╔══

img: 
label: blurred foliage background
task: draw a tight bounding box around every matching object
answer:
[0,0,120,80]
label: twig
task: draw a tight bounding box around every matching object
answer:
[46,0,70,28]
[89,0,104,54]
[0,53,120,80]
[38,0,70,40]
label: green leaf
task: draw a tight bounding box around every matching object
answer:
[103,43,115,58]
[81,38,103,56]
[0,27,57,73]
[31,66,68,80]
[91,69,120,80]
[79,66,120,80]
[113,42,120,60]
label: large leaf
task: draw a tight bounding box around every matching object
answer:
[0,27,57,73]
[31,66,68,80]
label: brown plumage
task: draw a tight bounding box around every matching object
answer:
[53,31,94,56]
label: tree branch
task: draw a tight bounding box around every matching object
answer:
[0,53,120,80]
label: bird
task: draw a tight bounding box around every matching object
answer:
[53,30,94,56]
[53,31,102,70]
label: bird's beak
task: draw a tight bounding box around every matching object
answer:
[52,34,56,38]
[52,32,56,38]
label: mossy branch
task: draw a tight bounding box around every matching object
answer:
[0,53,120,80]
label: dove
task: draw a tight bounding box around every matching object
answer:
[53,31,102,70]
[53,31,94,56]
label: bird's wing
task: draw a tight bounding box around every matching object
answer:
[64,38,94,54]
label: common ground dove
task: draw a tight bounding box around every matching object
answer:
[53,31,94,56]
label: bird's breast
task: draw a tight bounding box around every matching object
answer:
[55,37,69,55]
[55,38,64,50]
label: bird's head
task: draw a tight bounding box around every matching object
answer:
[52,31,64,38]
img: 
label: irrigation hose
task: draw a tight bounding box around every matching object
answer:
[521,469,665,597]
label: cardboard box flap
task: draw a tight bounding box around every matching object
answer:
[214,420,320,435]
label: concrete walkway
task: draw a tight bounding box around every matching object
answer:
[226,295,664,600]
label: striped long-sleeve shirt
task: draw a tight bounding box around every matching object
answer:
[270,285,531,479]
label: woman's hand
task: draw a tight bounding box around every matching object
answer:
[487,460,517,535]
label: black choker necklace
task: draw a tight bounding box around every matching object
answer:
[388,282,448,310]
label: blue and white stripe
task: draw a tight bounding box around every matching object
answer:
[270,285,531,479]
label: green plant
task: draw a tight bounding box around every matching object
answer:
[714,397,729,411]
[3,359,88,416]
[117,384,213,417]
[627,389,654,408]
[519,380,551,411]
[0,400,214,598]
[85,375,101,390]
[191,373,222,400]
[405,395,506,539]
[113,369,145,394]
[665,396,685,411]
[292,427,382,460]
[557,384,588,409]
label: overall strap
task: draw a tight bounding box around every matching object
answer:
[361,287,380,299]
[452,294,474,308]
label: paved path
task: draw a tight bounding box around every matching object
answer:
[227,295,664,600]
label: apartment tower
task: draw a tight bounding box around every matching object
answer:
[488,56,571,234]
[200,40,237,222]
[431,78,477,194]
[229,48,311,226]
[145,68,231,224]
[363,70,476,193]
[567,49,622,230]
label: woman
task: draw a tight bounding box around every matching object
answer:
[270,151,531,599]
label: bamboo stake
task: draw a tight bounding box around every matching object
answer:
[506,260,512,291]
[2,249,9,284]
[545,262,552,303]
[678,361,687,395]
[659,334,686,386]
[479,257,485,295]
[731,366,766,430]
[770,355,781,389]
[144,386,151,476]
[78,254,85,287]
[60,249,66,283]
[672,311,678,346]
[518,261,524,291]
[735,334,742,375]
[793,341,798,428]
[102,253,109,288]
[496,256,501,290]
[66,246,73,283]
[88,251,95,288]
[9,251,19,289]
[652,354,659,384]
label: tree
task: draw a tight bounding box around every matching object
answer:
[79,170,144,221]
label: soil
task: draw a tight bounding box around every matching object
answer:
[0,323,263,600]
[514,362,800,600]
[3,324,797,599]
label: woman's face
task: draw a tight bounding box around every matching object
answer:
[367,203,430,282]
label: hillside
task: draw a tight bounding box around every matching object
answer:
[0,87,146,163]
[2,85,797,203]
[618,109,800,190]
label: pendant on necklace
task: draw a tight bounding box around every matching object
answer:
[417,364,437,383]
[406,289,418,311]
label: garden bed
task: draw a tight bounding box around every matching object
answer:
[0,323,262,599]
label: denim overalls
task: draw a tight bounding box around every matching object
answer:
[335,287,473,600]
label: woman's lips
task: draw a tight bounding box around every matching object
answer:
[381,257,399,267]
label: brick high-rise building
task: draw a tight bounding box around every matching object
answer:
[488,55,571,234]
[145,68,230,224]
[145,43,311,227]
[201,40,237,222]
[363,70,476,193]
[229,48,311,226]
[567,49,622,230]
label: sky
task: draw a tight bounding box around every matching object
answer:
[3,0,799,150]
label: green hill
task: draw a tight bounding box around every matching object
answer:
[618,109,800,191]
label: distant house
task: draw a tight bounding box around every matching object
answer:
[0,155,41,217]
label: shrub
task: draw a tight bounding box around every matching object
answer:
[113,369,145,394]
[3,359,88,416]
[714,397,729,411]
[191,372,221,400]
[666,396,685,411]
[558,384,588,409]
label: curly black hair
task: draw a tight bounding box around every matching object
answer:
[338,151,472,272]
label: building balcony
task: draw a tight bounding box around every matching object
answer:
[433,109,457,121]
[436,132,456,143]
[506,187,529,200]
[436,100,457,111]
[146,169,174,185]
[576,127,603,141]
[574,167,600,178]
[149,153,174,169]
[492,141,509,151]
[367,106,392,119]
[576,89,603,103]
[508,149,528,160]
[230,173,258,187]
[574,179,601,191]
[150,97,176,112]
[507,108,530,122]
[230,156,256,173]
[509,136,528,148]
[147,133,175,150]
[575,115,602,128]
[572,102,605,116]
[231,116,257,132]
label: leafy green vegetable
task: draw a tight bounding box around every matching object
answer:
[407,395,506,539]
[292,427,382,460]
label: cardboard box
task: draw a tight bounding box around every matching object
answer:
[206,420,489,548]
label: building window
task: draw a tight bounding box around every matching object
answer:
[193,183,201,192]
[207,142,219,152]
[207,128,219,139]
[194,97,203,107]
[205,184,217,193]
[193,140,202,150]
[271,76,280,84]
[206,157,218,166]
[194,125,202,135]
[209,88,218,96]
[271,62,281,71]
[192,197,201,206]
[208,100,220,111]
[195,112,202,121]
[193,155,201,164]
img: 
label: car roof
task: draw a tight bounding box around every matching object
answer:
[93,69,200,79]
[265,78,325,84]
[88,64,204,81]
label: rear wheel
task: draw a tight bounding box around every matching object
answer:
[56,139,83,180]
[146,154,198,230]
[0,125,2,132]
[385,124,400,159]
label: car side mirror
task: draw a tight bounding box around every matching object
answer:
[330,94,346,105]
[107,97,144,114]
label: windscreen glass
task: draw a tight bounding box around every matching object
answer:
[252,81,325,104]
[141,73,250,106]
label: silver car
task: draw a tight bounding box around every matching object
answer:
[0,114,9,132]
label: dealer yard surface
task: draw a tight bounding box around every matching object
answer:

╚══

§ What you need to do
Set the records above down again. Match them exactly.

§ Task output
img: 
label: blurred foliage background
task: draw a tight bounding box around every matching object
answer:
[0,0,120,80]
label: twig
task: draw a tight bounding box around every matching object
answer:
[46,0,70,28]
[89,0,104,54]
[0,53,120,80]
[38,0,70,40]
label: green leaf
task: draw a tight bounding box around every matching object
answer:
[103,43,115,58]
[81,38,103,56]
[0,27,57,73]
[31,66,68,80]
[91,69,120,80]
[79,66,120,80]
[113,42,120,60]
label: large leaf
task: draw a tight bounding box around every matching object
answer:
[0,27,57,73]
[31,66,68,80]
label: brown plumage
task: draw a tight bounding box around every matching object
answer:
[53,31,94,56]
label: tree branch
task: draw a tight bounding box around every matching object
answer:
[0,53,120,80]
label: bird
task: draw a tight bounding box around every matching object
answer:
[53,30,94,56]
[53,31,102,70]
label: bird's beak
task: draw a tight bounding box around every matching object
answer:
[52,34,56,38]
[52,32,56,38]
label: mossy branch
task: draw a tight bounding box around every matching object
answer:
[0,53,120,80]
label: dove
task: draw a tight bounding box around every matching object
answer:
[53,31,102,70]
[53,31,94,56]
label: bird's wing
task: draw a tight bounding box around every matching object
answer:
[64,38,94,54]
label: common ground dove
task: draw a tight bounding box around every matching object
answer:
[53,31,94,56]
label: bird's breast
task: draw a tight bounding box around every matching object
answer:
[55,37,69,55]
[55,38,64,50]
label: bird's head
task: draw a tight bounding box around every matching object
answer:
[52,31,64,38]
img: 
label: irrigation hose
task: draw a tight bounding box around every matching object
answer:
[521,469,665,597]
label: cardboard box flap
task: draw a tight bounding box around every matching object
answer:
[214,420,320,435]
label: concrete walkway
task: draw a tight bounding box around every matching object
answer:
[226,295,664,600]
label: striped long-sleeve shirt
task: draw a tight bounding box around every matching object
answer:
[270,285,531,479]
label: woman's hand
task: draw a tight bounding box around every matching object
answer:
[487,460,517,535]
label: black choker necklace
task: draw a tight bounding box around every matching object
answer:
[388,282,448,310]
label: blue and white stripe
task: draw a tight bounding box around every matching object
answer:
[270,285,531,479]
label: green plant
task: draw a tight bounding box around every matching object
answer:
[714,397,729,411]
[3,359,88,416]
[117,384,213,417]
[627,389,654,408]
[519,380,551,411]
[0,400,214,598]
[85,375,101,390]
[191,373,222,400]
[405,395,506,539]
[113,369,145,394]
[665,396,685,411]
[292,427,382,460]
[557,384,588,409]
label: overall strap
task: draw a tight bounding box around every matching object
answer:
[361,287,380,299]
[452,294,474,308]
label: paved path
task: draw a tight bounding box around every matching object
answer:
[227,295,664,600]
label: apartment tower
task: draw a tight bounding box around every matching object
answer:
[488,56,571,234]
[200,40,237,222]
[431,78,477,194]
[229,48,311,226]
[145,68,231,224]
[363,70,476,193]
[567,49,622,230]
label: woman
task: draw a tight bounding box around every matching object
answer:
[270,151,531,599]
label: bamboo stake
task: draw a tight bounding box around every matching object
answer:
[506,260,512,291]
[2,249,9,284]
[545,262,552,303]
[678,361,687,395]
[659,334,686,386]
[479,257,485,295]
[731,366,766,430]
[770,355,781,389]
[144,386,151,476]
[78,254,85,287]
[60,249,66,283]
[672,311,678,346]
[518,261,524,291]
[735,334,742,375]
[793,341,798,428]
[102,253,109,288]
[496,256,501,290]
[66,246,73,283]
[88,251,95,288]
[9,251,19,289]
[652,354,659,384]
label: tree
task: draw a tight bounding box around every matching object
answer:
[79,170,144,221]
label: soil
task: draw a tight bounding box around every matching object
answer:
[0,323,263,600]
[514,362,800,600]
[3,324,797,599]
label: woman's face
task: draw a tight bounding box around every matching object
answer:
[367,203,430,282]
label: hillside
task: draw a tight bounding box around every matching object
answer:
[0,87,146,163]
[2,85,797,203]
[618,109,800,190]
label: pendant on necklace
task: draw a tight bounding box around every matching object
answer:
[417,364,437,383]
[406,289,418,311]
label: garden bed
task: draw a tight bounding box around every matching object
answer:
[0,323,262,599]
label: denim overalls
task: draw a tight bounding box around every matching object
answer:
[335,287,473,600]
label: woman's lips
task: draw a tight bounding box around every matching object
answer:
[381,257,399,267]
label: brick high-rise building
task: draw a tight bounding box around every matching object
answer:
[488,55,571,234]
[145,68,230,224]
[145,43,311,227]
[201,40,237,222]
[363,70,476,193]
[229,48,311,226]
[567,49,622,230]
label: sky
task: draw a tight bounding box around every matching object
answer:
[3,0,799,150]
label: green hill
task: draw a tight bounding box around every matching object
answer:
[618,109,800,191]
label: distant house
task: draw a tight bounding box around every matching object
answer:
[0,155,41,217]
label: shrub
task: draw a tight bounding box around every matching object
answer:
[113,369,145,394]
[3,359,88,416]
[714,397,729,411]
[191,372,221,400]
[666,396,685,411]
[558,384,588,409]
label: curly black hair
task: draw a tight bounding box around every matching object
answer:
[338,151,472,272]
label: building balcony
task: draw a tight bounding box around every matching object
answer:
[433,109,457,121]
[436,132,456,143]
[506,187,529,200]
[436,100,457,111]
[146,169,174,185]
[576,127,603,141]
[574,167,600,178]
[149,153,174,169]
[492,141,509,151]
[367,106,392,119]
[576,89,603,103]
[508,149,528,160]
[230,173,258,187]
[574,179,601,191]
[150,97,176,112]
[507,108,530,122]
[230,156,256,173]
[509,136,528,148]
[147,133,175,150]
[575,115,602,128]
[572,102,605,116]
[231,116,257,132]
label: leafy green vegetable
task: draw a tight bounding box around every matching object
answer:
[407,395,506,539]
[292,427,382,460]
label: cardboard box
task: draw a tight bounding box around every matching object
answer:
[206,420,489,548]
label: building window
task: draw a tight bounding box around every matching object
answer:
[193,183,201,192]
[207,142,219,152]
[207,128,219,139]
[194,97,203,107]
[205,184,217,193]
[193,140,202,150]
[271,76,280,84]
[206,157,218,166]
[194,125,202,135]
[209,88,218,96]
[271,62,281,71]
[192,197,201,206]
[208,100,220,111]
[195,112,202,121]
[193,155,201,164]
img: 
label: car roof
task: draw a tight bounding box around every matching object
answer:
[93,69,200,79]
[265,78,325,84]
[88,64,204,81]
label: rear wheel
task: draw a tight bounding box around every matching object
answer:
[56,139,83,180]
[146,154,198,230]
[0,125,2,132]
[385,124,400,159]
label: car side mirror
task: draw a tight bounding box around every matching object
answer:
[330,94,346,105]
[107,97,144,114]
label: windscreen glass
task: draw a tight bounding box around every matching object
answer:
[252,81,325,104]
[141,73,250,106]
label: silver car
task: draw a tight bounding box around every matching object
answer:
[0,114,9,132]
label: dealer yard surface
task: draw a tight bounding box around every matching object
answer:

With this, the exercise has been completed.